** Extracted text **
☆ ☆ ☆ ☆ ☆ ☆ ☆

Couple of things to add that I'm not able to do properly...

1 - Am(1,x) this is Pascal's triangle (rotated), makes more sense when you plot it out.

2 - The generating function satisfies

f(x) = (1+x.f(x)^(p/r))^r .. see Wojciech Mlotkowski's paper

This can give links to binomial distribution, and generating functions...

-- Above comments have been completed 13:45, 14 January 2014 (UTC) bbloodaxe — Preceding unsigned comment added by Bbloodaxe (talk • contribs)

Suggestion 2

I'm interested in why the following was changed from:

=snippet=

Let the ordinary generating function with respect to the index be defined as follows

: $B_{p,r}(z):=\sum_{m=0}^\infty A_m(p,r)z^m$ , then the Wojciech Mlotkowski paper (see references), shows that as

: $A_{m+1}(p,1)= A_{m}(p,p)$ then it directly follows that $B_{p,1}(z) = 1+zB_{p,p}(z)$ .

This can extended by using Lambert's equivalence $B_{p,1}(z)^r=B_{p,r}(z)$ to the general generating function, for all the Fuss-Catalan numbers:

: $B_{p,r}(z) = [1+zB_{p,r}(z)^{p/r}]^r$ .

=snippet=

Let the ordinary generating function with respect to the index be defined as follows

: $B_{p,r}(z):=\sum_{m=0}^\infty A_m(p,r)z^m$ .

An immediate consequence of the representation as a Gamma Function ratio is

: $A_m(p,p)=A_{m+1}(p,1)$ .

Then the Wojciech Mlotkowski paper (see references), shows that $B_{p,1}(z) = 1+zB_{p,p}(z)$ .

This can extended by using Lambert's equivalence $B_{p,1}(z)^r=B_{p,r}(z)$ to:

: $B_{p,r}(z) = [1+zB_{p,r}(z)^{p/r}]^r$ .

question

I did not follow Mlotkowski exactly, instead I paraphrased it, and also checked with him that the generral generating function is correct. This was the case. That said I feel the current repreaentation needs improving.

1 - the Mlotkowski paper makes no claim for Gamma Function ratio being involved with $A_m(p,p)=A_{m+1}(p,1)$ , it comes from equations 2.2 & 2.3 in his paper. It may well be a consequence of such, but that was not the presented logic.
2 - the Mlotkiski paper does not show $B_{p,1}(z) = 1+zB_{p,p}(z)$ . This is a a logical consequence that $A_m(p,p)=A_{m+1}(p,1)$ , and merely arrived at by substitution into the generating formula $B_{p,r}(z):=\sum_{m=0}^\infty A_m(p,r)z^m$ . I will agree that the paper shows a similar formula, namely $B_{p,1}(z) = 1+zB_{p,1}(z)^p$ equation 3.3, and the two are equivalent, but only after the Lambert equation is used, and as such the paper has a more developed version of the formula.

☆ ☆ ☆ ☆ ☆ ☆ ☆

** Dataset content **
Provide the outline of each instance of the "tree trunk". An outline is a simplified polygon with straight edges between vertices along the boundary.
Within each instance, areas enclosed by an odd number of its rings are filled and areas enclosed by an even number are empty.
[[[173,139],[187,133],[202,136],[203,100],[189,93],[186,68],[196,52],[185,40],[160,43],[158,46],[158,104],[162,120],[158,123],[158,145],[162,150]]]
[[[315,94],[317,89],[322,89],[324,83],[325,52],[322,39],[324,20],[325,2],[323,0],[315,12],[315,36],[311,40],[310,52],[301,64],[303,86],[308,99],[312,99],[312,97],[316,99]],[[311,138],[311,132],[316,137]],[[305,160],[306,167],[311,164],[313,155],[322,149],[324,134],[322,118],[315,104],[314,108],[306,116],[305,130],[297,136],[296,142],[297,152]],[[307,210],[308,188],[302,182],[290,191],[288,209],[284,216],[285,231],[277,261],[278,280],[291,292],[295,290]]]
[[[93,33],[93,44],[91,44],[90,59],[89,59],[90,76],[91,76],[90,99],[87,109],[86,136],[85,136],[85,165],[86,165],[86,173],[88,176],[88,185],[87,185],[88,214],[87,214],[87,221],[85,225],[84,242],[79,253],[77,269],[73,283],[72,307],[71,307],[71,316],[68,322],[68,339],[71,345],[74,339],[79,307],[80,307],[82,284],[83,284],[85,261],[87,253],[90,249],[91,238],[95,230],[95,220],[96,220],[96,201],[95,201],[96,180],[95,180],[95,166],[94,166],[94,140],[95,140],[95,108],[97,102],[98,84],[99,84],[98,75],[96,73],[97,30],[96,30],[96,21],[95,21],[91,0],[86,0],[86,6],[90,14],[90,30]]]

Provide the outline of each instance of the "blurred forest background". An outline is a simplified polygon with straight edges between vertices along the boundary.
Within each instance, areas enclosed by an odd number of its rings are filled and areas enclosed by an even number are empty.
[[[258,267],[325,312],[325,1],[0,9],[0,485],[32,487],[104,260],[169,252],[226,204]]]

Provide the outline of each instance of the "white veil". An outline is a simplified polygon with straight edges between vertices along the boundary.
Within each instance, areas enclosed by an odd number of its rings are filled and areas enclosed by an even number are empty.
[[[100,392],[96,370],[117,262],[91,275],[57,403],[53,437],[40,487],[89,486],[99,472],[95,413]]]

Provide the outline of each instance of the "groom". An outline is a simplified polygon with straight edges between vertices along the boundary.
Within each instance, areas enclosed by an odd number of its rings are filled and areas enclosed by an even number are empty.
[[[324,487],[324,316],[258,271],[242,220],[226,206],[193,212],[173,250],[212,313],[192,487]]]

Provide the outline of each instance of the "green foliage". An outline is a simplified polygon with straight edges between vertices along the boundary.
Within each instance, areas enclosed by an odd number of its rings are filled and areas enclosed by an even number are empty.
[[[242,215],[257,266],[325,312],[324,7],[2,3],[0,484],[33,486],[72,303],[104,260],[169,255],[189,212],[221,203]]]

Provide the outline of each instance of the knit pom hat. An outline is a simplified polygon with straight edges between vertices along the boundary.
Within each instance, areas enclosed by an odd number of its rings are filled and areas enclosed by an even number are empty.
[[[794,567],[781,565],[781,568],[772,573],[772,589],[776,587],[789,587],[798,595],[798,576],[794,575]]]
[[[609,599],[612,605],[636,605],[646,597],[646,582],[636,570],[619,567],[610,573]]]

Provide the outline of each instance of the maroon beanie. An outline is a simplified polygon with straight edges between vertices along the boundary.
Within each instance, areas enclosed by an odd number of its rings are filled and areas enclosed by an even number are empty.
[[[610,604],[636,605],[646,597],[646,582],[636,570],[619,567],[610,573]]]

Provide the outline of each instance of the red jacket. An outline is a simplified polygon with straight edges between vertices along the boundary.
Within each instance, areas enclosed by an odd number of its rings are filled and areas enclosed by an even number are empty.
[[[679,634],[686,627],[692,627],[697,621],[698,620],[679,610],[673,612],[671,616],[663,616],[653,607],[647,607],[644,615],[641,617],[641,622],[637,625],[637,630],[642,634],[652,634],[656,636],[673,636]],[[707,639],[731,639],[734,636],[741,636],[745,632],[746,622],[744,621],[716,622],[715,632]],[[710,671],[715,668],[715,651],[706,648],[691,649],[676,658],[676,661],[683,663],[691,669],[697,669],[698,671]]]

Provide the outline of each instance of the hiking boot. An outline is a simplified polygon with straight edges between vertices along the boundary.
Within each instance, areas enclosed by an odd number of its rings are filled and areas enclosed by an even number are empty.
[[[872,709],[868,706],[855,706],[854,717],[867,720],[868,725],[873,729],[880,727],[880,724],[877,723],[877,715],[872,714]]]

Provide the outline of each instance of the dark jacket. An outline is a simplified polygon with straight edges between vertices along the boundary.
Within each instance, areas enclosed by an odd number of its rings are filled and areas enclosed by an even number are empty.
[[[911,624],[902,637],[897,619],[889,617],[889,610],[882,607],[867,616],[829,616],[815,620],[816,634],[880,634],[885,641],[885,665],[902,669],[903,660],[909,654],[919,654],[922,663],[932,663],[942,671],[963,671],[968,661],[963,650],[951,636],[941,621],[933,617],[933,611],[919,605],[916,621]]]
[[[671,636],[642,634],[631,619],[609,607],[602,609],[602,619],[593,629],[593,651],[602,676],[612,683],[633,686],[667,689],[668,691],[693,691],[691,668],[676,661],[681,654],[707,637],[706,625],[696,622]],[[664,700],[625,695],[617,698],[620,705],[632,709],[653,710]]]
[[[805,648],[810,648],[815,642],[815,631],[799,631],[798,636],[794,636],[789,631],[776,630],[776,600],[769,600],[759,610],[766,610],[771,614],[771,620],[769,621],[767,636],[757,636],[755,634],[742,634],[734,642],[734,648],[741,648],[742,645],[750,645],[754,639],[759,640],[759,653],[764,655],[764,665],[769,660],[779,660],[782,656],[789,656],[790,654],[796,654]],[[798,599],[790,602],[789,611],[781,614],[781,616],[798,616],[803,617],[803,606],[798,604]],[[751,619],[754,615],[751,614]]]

☆ ☆ ☆ ☆ ☆ ☆ ☆

** Brief 1 **
Translate this sentence from the Fuss-Catalan discussion into Spanish: "It may well be a consequence of such, but that was not the presented logic."
** Brief 2 **
Go on with the Fuss-Catalan discussion, starting after its final sentence.

** Exercise answer 1 **
Bien puede ser una consecuencia de ello, pero esa no fue la lógica presentada.

** Exercise answer 2 **
3 - The simpler, and easier to understand, method is to use recurance relationship $A_m(p,r)=A_m(p,r-1)+A_{m-1}(p,p+r-1)$ coupled with $A_m(p,0)=0$ when r=1 shows $A_m(p,p)=A_{m+1}(p,1)$ . From this equivalence and the generating function definition it logically follows that $B_{p,1}(z) = 1+zB_{p,p}(z)$ (no proof needed here). The real mathematical magic comes from using Lambert's equivalence, this is a result I simply lifted from my corespondance with him (it is also specifically mentioned in "DENSITIES OF THE RANEY DISTRIBUTIONS" arXiv:1211.7259v1 [math.PR] 30 Nov 2012, equation 5).

I am reluctant to change this section back as I do not know who changed it, why they changed it, they may well know far more than me!!! Bbloodaxe (talk) 14:43, 14 January 2014 (UTC) bbloodaxe

Modified to keep Gamma ratio comments, and conform with previous logic Bbloodaxe (talk)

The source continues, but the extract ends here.